-- Stated task --
Turn all of the records below into a numbered list, one item per line, and leave out any blank lines.

-- Data listing --
★ ★ ★

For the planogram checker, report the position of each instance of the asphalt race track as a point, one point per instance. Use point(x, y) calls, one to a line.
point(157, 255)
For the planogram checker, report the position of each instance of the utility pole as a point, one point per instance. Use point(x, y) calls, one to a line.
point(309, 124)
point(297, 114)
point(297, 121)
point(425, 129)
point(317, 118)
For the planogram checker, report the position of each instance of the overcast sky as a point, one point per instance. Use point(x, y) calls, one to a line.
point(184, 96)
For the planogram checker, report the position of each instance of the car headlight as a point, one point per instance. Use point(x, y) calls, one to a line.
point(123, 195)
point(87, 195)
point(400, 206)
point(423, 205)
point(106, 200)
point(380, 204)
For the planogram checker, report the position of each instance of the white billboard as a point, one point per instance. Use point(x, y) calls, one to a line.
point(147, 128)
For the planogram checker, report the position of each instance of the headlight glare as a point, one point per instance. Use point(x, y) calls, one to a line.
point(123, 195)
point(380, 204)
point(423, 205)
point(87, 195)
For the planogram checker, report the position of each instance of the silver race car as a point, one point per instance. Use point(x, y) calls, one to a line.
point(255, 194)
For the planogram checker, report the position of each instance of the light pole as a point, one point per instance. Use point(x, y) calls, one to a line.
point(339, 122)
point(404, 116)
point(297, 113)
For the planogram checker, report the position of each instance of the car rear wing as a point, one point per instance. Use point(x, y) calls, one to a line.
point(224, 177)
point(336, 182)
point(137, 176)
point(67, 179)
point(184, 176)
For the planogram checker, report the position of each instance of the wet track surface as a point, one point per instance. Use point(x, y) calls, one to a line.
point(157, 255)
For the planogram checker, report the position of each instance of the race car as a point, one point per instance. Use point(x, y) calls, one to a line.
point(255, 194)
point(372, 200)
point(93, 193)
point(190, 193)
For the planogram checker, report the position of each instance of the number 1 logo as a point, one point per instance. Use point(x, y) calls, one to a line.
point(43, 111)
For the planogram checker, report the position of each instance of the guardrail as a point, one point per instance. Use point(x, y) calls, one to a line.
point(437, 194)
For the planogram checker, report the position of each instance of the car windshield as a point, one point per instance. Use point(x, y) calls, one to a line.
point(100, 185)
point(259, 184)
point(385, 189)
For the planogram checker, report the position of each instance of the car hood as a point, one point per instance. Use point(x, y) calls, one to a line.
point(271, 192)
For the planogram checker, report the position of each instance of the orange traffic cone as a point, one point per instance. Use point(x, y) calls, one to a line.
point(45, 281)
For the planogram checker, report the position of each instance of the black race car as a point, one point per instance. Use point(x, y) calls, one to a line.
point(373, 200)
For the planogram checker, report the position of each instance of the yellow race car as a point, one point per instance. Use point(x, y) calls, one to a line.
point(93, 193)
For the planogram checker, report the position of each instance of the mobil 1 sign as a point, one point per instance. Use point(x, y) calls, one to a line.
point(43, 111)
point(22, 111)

★ ★ ★

-- Final result --
1. For the planogram checker, report the position of each instance of the asphalt race track as a point, one point per instance. Use point(x, y) calls, one to a line.
2. point(157, 255)
3. For the planogram checker, report the position of each instance of the utility pole as a point, one point per instance. Use point(x, y) calls, one to a line.
4. point(309, 124)
5. point(297, 114)
6. point(297, 121)
7. point(425, 129)
8. point(317, 118)
9. For the planogram checker, report the position of each instance of the overcast sky as a point, one point per instance. Use point(x, y) calls, one to a line.
10. point(184, 96)
11. For the planogram checker, report the position of each instance of the car headlight as a point, one point per instance. Use point(x, y) calls, one to a line.
12. point(123, 195)
13. point(87, 195)
14. point(400, 206)
15. point(423, 205)
16. point(106, 200)
17. point(380, 204)
18. For the planogram checker, report the position of each instance of the white billboard as a point, one point per instance. Use point(x, y) calls, one to a line.
19. point(147, 128)
20. For the planogram checker, report the position of each instance of the headlight glare as a point, one point per instance. Use point(x, y) calls, one to a line.
21. point(123, 195)
22. point(380, 204)
23. point(423, 205)
24. point(87, 195)
25. For the planogram checker, report the position of each instance of the silver race car as a point, one point per instance. Use point(x, y) calls, one to a line.
26. point(255, 194)
27. For the planogram checker, report the position of each instance of the light pole as a point, one point per instance. Use point(x, y) calls, one to a line.
28. point(339, 122)
29. point(404, 116)
30. point(297, 113)
31. For the planogram checker, report the position of each instance of the car rear wing as a point, one point per instance. Use point(x, y) calls, one to a line.
32. point(224, 177)
33. point(336, 182)
34. point(137, 176)
35. point(67, 179)
36. point(184, 176)
37. For the planogram checker, report the position of each instance of the wet track surface as a point, one point per instance. Use point(x, y) calls, one to a line.
38. point(157, 255)
39. For the planogram checker, report the position of each instance of the race car as a point, one point per instance. Use point(x, y) calls, one to a line.
40. point(255, 194)
41. point(372, 200)
42. point(93, 193)
43. point(190, 193)
44. For the planogram checker, report the position of each instance of the number 1 logo as a point, one point per instance. Use point(x, y) calls, one to a line.
45. point(43, 111)
46. For the planogram checker, report the position of each instance of the guardrail as a point, one point per instance. Use point(x, y) calls, one to a line.
47. point(437, 194)
48. For the planogram checker, report the position of each instance of the car windshield as a point, one point per instance. Use point(x, y) calls, one to a line.
49. point(100, 185)
50. point(259, 184)
51. point(385, 189)
52. For the planogram checker, report the position of each instance of the car hood as a point, one point per instance. Use point(x, y) calls, one to a line.
53. point(271, 192)
54. For the planogram checker, report the position of each instance of the orange traffic cone as a point, one point per instance. Use point(x, y) calls, one to a line.
55. point(45, 281)
56. For the planogram checker, report the position of each instance of the black race car as a point, one point per instance. Use point(x, y) calls, one to a line.
57. point(373, 200)
58. For the planogram checker, report the position of each instance of the yellow race car as a point, one point per instance. Use point(x, y) calls, one to a line.
59. point(93, 193)
60. For the planogram checker, report the position of each instance of the mobil 1 sign as a point, one point per instance. Use point(x, y) calls, one to a line.
61. point(43, 111)
62. point(22, 111)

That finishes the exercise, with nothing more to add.